Salin persis baris-baris data di bawah, mulai dari baris yang memuat "above contains white" hingga baris yang memuat "25, 33, 32, 37", termasuk kedua baris tersebut.

----- Cuplikan Data

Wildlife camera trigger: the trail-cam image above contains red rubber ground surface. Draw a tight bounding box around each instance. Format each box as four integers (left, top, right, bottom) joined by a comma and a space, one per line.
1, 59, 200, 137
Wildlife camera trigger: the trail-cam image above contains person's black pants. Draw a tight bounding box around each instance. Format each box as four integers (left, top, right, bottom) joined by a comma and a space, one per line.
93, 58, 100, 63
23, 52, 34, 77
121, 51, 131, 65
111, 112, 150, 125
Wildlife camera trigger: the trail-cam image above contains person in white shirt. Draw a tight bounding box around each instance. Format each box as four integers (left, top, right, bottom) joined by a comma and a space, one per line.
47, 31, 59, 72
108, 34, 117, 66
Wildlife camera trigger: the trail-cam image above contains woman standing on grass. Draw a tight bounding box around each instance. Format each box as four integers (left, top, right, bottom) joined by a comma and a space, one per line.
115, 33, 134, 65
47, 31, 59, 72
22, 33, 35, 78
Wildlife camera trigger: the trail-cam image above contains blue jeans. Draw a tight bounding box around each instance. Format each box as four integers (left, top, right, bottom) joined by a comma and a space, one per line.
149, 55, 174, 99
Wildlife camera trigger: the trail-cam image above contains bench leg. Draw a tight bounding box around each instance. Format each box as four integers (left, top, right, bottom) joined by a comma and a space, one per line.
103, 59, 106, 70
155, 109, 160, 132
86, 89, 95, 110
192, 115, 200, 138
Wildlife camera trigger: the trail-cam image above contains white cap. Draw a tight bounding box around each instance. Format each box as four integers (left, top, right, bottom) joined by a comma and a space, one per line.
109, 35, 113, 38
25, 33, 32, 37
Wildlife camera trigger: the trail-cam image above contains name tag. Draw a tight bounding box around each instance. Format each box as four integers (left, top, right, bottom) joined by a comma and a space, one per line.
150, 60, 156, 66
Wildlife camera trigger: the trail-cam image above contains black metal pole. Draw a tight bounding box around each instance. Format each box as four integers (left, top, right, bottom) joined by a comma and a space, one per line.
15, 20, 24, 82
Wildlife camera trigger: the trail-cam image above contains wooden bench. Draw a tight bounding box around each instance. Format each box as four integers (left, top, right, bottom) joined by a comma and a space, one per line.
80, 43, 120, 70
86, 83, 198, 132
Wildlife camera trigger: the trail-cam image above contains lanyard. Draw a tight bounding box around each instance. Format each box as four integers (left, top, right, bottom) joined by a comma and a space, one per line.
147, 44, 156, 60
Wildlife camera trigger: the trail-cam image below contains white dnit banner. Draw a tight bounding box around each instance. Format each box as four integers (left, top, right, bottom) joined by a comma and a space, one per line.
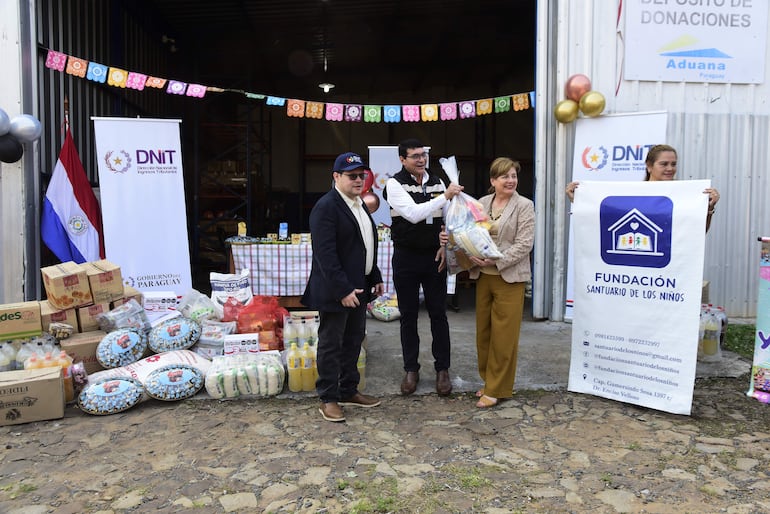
93, 114, 192, 296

----------

Jawaban:
Wildlife camera trigger: the trail-cam image above contains white cap. Draw a tight bounding box around each instance. Format each box as four integers (left, top, right, bottom) joined by a comma and a space, one per line.
109, 35, 113, 38
25, 33, 32, 37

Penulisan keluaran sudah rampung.